- Reading passage
"""

# Pirates of North Court - 2010



## IMU (Apr 8, 2009)

Been fighting the weather like a lot of people. I've not setup much (and some I set up just to take pictures and took back down) and the breezy winds are supposed to hit Friday! 



















I expect the mast to either be blown over & broken during the high winds or I take it down tonight ... not sure yet.



















Because of the rains yesterday, I set this up just for pictures before I moved it back inside (yes it has twinkle lights inside).


----------



## Hauntiholik (May 17, 2006)

Wow. The lighting is fantastic!


----------



## Spooky1 (Aug 25, 2008)

The ship looks ghostly, and the pirate booty looks great! I love the lighting.


----------



## RoxyBlue (Oct 6, 2008)

"""

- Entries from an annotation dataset

"""

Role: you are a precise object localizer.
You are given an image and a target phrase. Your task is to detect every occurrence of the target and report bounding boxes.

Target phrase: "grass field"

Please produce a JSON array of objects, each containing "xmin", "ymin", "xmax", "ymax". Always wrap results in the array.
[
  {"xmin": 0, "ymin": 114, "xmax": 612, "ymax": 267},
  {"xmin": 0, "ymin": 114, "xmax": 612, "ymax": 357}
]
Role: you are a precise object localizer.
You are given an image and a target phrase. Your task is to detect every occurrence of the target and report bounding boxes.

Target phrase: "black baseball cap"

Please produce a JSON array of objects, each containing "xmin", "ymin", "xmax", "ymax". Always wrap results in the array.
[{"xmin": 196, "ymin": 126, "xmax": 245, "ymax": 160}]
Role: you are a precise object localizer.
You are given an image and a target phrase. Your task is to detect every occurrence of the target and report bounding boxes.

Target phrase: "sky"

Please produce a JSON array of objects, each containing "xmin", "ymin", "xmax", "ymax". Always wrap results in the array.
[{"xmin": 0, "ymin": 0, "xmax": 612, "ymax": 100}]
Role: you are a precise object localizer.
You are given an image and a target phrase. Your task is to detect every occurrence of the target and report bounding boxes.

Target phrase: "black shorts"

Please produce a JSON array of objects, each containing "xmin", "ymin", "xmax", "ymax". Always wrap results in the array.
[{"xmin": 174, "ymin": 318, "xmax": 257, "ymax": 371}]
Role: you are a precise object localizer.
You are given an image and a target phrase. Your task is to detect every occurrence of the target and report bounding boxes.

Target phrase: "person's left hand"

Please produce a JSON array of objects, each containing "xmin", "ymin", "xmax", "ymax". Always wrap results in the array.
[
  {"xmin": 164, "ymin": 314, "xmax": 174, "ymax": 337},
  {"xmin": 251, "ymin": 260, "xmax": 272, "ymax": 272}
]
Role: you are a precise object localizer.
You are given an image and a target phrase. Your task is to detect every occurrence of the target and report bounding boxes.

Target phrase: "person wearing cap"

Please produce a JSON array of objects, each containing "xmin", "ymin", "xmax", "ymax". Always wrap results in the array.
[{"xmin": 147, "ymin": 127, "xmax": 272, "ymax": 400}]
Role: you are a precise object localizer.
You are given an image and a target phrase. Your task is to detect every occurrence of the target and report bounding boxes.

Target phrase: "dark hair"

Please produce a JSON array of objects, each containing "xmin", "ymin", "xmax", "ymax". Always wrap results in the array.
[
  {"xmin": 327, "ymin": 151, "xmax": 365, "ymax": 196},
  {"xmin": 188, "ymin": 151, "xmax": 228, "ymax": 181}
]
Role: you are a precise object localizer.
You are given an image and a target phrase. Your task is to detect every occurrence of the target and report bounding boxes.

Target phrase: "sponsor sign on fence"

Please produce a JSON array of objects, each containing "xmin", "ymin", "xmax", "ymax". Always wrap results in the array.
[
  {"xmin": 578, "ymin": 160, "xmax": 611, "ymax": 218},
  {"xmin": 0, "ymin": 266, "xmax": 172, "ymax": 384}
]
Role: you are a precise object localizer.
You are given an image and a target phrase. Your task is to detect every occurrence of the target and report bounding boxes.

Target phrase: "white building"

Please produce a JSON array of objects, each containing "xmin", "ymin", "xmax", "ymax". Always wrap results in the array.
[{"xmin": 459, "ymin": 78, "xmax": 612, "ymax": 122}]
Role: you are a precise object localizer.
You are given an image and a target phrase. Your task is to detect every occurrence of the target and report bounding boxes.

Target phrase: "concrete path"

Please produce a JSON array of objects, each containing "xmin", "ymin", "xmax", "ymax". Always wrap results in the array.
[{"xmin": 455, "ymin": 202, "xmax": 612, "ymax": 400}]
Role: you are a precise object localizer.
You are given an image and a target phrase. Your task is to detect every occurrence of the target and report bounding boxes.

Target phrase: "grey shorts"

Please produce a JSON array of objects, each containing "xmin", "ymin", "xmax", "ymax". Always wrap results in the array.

"""

- To-do list
A - List every username that heads a post in the Pirates of North Court thread.
B - According to the Pirates of North Court thread, why did IMU set up the piece that has twinkle lights inside only for pictures before moving it back indoors?
C - Write the next part of the Pirates of North Court thread, starting after its final line.

- Task-by-task outputs
A - IMU, Hauntiholik, Spooky1, RoxyBlue

B - IMU set it up only for pictures and then moved it back inside because of the rains the day before.

C -
Here's to a calm day Sunday so folks will be able to see all the gorgeous props you've put so much heart and effort into!


----------



## fick209 (Aug 31, 2009)

Good luck with your weather IMU! The ship and the treasure chest scene are wonderful, excellent job with the lighting! Look forward to seeing more pics!


----------



## jdubbya (Nov 6, 2005)

It's beautiful! Wishing you calm seas on Sunday!


----------



## debbie5 (Mar 2, 2007)

I LOVE the twinkle lights in the chest!


----------



## Dark Angel 27 (Sep 11, 2008)

debbie5 said:


> I LOVE the twinkle lights in the chest!


i second that! they look awesome!

may the winds be calm and the sailing smooth!


----------



## madmomma (Jul 1, 2009)

What a great set up! The lighting is perfect. Hope the weather cooperates so all TOTs get to enjoy!


----------



## MildAvaholic (Aug 11, 2009)

Looks awesome! Love the look of the ships mast.


----------



## pyro (Oct 7, 2006)

wow looks awesome love some day pics


----------



## halloween71 (Aug 9, 2007)

Love it!!


----------



## Peyjenk (Oct 26, 2010)

This is brilliant. I love love love the twinkle lights in the treasure chest. And the lighting on the ship is spectacular, too.

Is that a knife sticking out of the skeleton's ribs?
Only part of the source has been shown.